◆ WORK REQUEST: Write out every line of the data below exactly as given.

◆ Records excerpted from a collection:

────────

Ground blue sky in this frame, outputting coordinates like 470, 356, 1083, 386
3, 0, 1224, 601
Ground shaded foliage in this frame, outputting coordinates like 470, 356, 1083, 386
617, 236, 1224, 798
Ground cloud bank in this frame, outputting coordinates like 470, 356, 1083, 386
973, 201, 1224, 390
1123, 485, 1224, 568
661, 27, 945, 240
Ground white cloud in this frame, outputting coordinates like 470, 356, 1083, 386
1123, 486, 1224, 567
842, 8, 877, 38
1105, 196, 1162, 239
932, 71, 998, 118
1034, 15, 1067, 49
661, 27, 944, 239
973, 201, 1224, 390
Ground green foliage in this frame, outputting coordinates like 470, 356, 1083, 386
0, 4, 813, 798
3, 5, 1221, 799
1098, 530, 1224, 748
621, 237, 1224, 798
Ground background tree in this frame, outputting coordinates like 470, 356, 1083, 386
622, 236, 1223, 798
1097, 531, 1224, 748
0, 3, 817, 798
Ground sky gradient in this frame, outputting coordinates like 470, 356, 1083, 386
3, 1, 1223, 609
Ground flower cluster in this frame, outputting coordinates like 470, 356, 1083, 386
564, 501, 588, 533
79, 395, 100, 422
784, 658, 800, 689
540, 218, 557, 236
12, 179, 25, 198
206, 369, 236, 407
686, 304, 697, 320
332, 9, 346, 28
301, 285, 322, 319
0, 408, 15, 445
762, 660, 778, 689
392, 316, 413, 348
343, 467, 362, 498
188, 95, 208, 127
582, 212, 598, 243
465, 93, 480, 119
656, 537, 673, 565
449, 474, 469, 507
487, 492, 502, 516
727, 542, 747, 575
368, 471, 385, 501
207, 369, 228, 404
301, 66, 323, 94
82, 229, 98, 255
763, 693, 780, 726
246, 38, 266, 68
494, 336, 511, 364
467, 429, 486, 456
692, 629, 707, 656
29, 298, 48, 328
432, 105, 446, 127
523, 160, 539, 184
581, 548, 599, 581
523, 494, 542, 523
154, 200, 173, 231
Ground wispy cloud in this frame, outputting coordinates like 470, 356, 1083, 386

────────

◆ EXERCISE OUTPUT:
Ground blue sky in this frame, outputting coordinates like 470, 356, 1083, 386
3, 0, 1224, 601
Ground shaded foliage in this frame, outputting coordinates like 470, 356, 1083, 386
617, 236, 1224, 798
Ground cloud bank in this frame, outputting coordinates like 470, 356, 1083, 386
973, 201, 1224, 390
1123, 485, 1224, 568
661, 27, 945, 240
Ground white cloud in this frame, outputting coordinates like 470, 356, 1083, 386
1123, 486, 1224, 567
842, 8, 877, 38
1105, 196, 1162, 239
932, 71, 998, 118
1034, 15, 1067, 49
661, 27, 944, 239
973, 201, 1224, 390
Ground green foliage in this frame, outputting coordinates like 470, 356, 1083, 386
0, 4, 813, 798
3, 5, 1221, 799
1098, 530, 1224, 748
621, 237, 1224, 798
Ground background tree in this frame, outputting coordinates like 470, 356, 1083, 386
622, 236, 1223, 798
1097, 531, 1224, 748
0, 3, 817, 798
Ground sky gradient in this frame, outputting coordinates like 470, 356, 1083, 386
3, 1, 1223, 609
Ground flower cluster in this frame, outputting coordinates like 470, 356, 1083, 386
564, 501, 588, 533
79, 395, 100, 422
784, 658, 800, 689
540, 218, 557, 236
12, 179, 25, 198
206, 369, 236, 407
686, 304, 697, 320
332, 9, 346, 28
301, 285, 322, 319
0, 408, 15, 445
762, 660, 778, 689
392, 316, 413, 348
343, 467, 362, 498
188, 95, 208, 127
582, 212, 598, 243
465, 93, 480, 119
656, 537, 673, 565
449, 474, 469, 507
487, 492, 502, 516
727, 542, 747, 575
368, 471, 385, 501
207, 369, 228, 404
301, 66, 323, 94
82, 229, 98, 255
763, 693, 780, 726
246, 38, 266, 68
494, 336, 511, 364
467, 429, 486, 456
692, 629, 707, 656
29, 298, 48, 328
432, 105, 446, 127
523, 160, 539, 184
581, 548, 599, 581
523, 494, 542, 523
154, 200, 173, 231
Ground wispy cloud in this frame, outputting coordinates like 470, 356, 1083, 386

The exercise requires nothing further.